Ausgewählter Auszug:
......
Nicht das sonnige Sansibar, sondern das graue Ostseestädtchen Rerik bildet den Schauplatz für das zufällige Treffen von fünf Menschen, deren Schicksale sich an diesem eisigen Herbsttag 1937 eng verknüpfen. Das Leben aller ist geprägt von einem System des Terrors und der Repression. Verantwortlich dafür sind „die Anderen“. Die Nationalsozialisten, wie sich dem Leser im Laufe des Buches erschließt.
......
Arbeitsauftrag: Übertrage den Satz „Das Leben aller ist geprägt von einem System des Terrors und der Repression.“ aus dem Auszug über Rerik ins Englische.
......
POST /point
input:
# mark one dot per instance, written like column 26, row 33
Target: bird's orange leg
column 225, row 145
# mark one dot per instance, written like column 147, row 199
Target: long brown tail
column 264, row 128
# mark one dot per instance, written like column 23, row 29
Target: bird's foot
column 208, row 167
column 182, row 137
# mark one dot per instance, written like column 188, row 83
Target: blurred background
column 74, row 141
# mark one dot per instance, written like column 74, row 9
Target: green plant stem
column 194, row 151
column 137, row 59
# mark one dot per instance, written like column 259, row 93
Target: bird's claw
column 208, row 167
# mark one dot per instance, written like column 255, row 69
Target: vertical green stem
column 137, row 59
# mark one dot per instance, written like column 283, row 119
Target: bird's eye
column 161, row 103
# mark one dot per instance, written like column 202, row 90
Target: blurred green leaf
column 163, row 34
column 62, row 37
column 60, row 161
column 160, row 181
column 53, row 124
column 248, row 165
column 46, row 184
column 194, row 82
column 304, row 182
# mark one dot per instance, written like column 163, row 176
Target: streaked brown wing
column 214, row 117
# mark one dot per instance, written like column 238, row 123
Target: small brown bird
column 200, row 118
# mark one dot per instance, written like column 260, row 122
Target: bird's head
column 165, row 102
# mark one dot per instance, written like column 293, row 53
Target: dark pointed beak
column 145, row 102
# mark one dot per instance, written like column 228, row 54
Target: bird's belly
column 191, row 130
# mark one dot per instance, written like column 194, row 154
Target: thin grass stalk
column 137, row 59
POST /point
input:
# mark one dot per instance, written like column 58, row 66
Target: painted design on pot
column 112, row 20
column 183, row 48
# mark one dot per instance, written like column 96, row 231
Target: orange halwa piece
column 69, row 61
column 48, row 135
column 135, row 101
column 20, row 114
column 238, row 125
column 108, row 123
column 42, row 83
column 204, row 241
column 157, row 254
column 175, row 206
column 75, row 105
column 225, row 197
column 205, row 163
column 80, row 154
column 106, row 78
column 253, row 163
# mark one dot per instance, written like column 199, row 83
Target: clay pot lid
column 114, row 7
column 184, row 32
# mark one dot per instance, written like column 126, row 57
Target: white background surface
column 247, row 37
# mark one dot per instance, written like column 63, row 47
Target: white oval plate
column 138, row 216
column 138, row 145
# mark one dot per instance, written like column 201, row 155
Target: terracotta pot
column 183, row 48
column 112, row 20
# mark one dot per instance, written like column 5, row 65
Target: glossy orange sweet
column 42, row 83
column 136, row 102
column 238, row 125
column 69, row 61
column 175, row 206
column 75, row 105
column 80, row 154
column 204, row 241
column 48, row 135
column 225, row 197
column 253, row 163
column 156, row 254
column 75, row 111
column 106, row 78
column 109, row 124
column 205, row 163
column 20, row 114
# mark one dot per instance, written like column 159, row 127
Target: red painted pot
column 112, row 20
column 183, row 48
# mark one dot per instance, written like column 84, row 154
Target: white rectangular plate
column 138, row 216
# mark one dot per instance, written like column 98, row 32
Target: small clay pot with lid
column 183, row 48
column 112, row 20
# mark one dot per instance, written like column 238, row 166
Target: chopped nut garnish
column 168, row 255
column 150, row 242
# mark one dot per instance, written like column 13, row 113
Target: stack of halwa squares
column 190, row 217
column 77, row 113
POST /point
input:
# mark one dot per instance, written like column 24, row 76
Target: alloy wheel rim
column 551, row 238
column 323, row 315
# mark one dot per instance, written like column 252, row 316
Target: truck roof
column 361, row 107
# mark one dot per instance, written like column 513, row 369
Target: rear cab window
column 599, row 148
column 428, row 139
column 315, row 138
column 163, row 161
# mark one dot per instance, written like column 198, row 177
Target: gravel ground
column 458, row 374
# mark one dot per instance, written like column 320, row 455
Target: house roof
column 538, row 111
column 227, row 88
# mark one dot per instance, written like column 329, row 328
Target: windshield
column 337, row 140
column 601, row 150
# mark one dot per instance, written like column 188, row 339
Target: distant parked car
......
Lösung: Everyone's life is shaped by a system of terror and repression.